### ACTION ITEM
Lines where the string "rear" appears are to be copied from the entries below.

Natural language region descriptions:
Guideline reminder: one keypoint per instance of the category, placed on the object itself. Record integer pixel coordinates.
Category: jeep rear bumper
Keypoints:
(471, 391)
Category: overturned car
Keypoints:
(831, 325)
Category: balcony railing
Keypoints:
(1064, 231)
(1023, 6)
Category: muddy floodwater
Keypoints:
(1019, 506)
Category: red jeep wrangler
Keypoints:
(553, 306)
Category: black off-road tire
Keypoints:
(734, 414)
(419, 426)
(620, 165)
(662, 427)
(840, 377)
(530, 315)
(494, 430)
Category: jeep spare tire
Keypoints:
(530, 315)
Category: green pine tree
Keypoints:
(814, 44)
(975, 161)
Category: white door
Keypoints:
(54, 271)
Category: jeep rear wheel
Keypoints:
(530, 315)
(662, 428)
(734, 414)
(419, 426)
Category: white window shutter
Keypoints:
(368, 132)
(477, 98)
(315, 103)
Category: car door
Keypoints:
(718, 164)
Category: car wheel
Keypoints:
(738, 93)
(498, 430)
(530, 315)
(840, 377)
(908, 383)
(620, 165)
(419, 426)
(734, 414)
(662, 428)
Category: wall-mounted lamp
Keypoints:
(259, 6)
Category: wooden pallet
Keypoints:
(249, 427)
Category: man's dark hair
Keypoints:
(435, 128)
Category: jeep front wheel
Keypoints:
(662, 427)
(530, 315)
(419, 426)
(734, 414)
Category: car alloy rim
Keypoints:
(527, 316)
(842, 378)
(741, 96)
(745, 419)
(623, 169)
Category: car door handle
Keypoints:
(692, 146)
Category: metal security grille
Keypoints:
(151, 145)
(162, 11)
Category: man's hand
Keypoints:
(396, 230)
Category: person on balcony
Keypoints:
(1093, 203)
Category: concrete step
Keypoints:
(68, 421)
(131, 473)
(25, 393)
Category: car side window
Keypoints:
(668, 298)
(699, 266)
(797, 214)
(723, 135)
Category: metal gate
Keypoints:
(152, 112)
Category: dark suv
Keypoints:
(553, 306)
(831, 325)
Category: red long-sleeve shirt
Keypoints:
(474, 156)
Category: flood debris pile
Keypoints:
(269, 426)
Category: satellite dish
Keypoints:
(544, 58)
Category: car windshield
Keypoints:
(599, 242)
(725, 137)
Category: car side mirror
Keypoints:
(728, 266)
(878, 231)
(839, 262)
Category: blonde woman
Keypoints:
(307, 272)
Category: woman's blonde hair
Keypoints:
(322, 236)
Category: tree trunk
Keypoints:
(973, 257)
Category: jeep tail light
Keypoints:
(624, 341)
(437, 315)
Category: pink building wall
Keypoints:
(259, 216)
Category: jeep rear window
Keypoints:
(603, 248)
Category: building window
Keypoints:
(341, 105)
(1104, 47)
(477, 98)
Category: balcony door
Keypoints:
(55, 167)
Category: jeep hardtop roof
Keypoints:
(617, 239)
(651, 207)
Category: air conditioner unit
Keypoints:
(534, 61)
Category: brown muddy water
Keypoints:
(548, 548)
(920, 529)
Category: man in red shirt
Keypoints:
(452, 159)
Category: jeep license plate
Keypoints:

### TASK ANSWER
Category: jeep rear bumper
Category: jeep rear wheel
Category: jeep rear window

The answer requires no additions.